== PASSAGE DE TEXTE

Est-il besoin de le dire ? M. de Persigny enfonçait des portes ouvertes ; s’il avait réfléchi, il n’eût pas pris au tragique la coalition de l’Autriche et de la Prusse ; ni l’une ni l’autre n’avaient sérieusement envie d’intervenir militairement en Suisse. Elles eussent été fort embarrassées si on les avait prises au mot. En proférant des menaces, elles espéraient émouvoir la France et obtenir par sa pression sur le gouvernement de Berne ce qui leur tenait plus ou moins vivement à cœur. Le baron de Prokesch, en nous dénonçant les menées du cabinet de Berlin en vue d’une action coercitive, ne nous avait-il pas déclaré formellement que son gouvernement ne se laisserait pas entraîner et ne tenterait rien sans s’être concerté avec nous ? Le baron de Schleinitz, de son côté, n’avait pas cessé de nous rassurer sous le manteau de la cheminée. Il ne s’était pas borné à nous envoyer à tour de rôle deux de ses familiers, le ministre de Bade et le ministre de Hesse, pour protester de son esprit de conciliation ; désolé de méprises obstinées, il était venu de sa personne à la légation nous dire que le roi, au fond, se préoccupait médiocrement des réfugiés et que tout se réglerait au gré de nos désirs si le prince président, pour être agréable à sa majesté, voulait, à titre de médiateur, intervenir quelque peu en faveur de ses droits sur Neufchâtel. Ces démarches et ces déclarations montraient qu’on se sentait mal engagé et qu’on n’avait aucune envie de se mesurer avec les Suisses, soutenus et défendus sans nul doute par la France. Il fallait un esprit bien chagrin pour s’y méprendre. Mais M. de Persigny avait la bosse de la combativité ; il voulait, en noircissant le tableau, se donner le mérite d’avoir fait reculer la Prusse. Il ne se fit pas faute du reste d’attribuer à l’habileté de sa diplomatie et à l’énergie de son attitude le revirement qui s’opérait à Berlin depuis qu’à Vienne on affectait de se désintéresser du débat.

====
== DONNÉES EXTRAITES

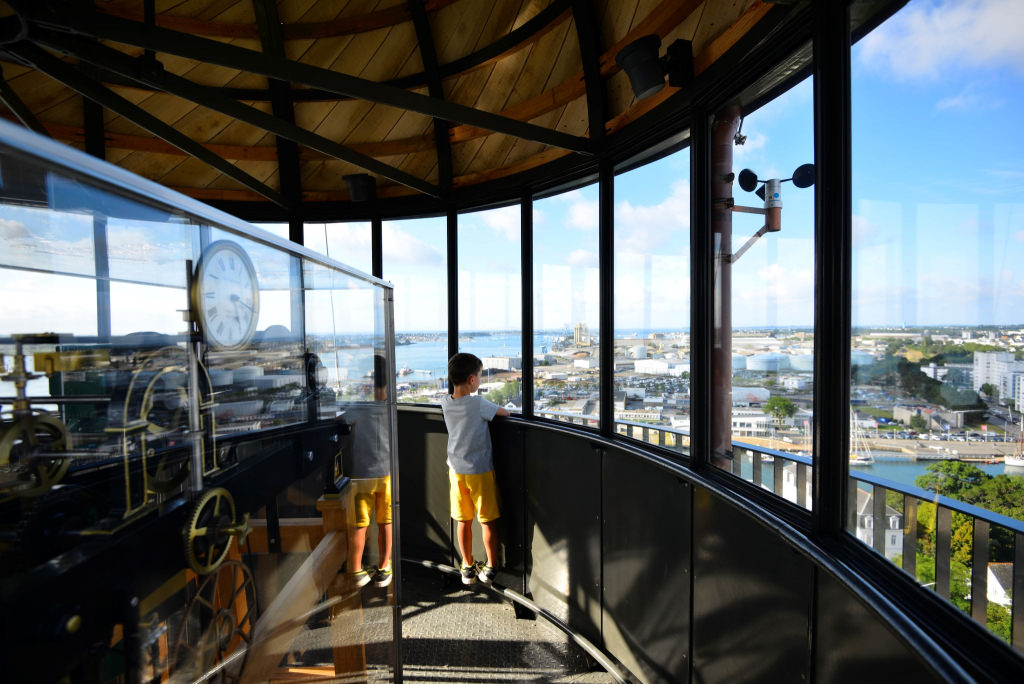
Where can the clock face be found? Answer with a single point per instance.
(226, 295)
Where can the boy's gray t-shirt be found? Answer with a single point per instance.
(469, 439)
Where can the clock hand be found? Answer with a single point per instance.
(238, 300)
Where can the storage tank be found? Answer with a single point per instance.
(770, 362)
(802, 362)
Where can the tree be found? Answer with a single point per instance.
(991, 391)
(779, 408)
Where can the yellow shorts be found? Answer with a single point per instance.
(366, 495)
(477, 493)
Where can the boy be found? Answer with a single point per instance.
(471, 468)
(370, 469)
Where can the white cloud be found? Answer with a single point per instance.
(970, 99)
(402, 247)
(756, 142)
(929, 39)
(506, 222)
(583, 215)
(642, 228)
(10, 229)
(584, 258)
(787, 286)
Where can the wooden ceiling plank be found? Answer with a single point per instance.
(56, 69)
(163, 40)
(428, 52)
(17, 107)
(211, 98)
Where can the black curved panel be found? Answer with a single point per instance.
(646, 567)
(752, 599)
(563, 527)
(426, 522)
(507, 440)
(854, 645)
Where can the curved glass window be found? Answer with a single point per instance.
(652, 302)
(763, 385)
(491, 300)
(938, 262)
(348, 243)
(415, 260)
(566, 324)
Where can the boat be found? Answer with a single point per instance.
(859, 453)
(1017, 458)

====

● TÂCHES À TRAITER
A. Quels personnages le passage désigne-t-il par leur nom propre ? Donne-les tous.
B. Renvoie chaque ligne des enregistrements où figure le mot «Answer».

● RÉPONSES
A. M. de Persigny, le baron de Prokesch et le baron de Schleinitz.

B.
Where can the clock face be found? Answer with a single point per instance.
Where can the boy's gray t-shirt be found? Answer with a single point per instance.
Where can the clock hand be found? Answer with a single point per instance.
Where can the storage tank be found? Answer with a single point per instance.
Where can the tree be found? Answer with a single point per instance.
Where can the yellow shorts be found? Answer with a single point per instance.
Where can the boy be found? Answer with a single point per instance.
Where can the white cloud be found? Answer with a single point per instance.
Where can the wooden ceiling plank be found? Answer with a single point per instance.
Where can the black curved panel be found? Answer with a single point per instance.
Where can the curved glass window be found? Answer with a single point per instance.
Where can the boat be found? Answer with a single point per instance.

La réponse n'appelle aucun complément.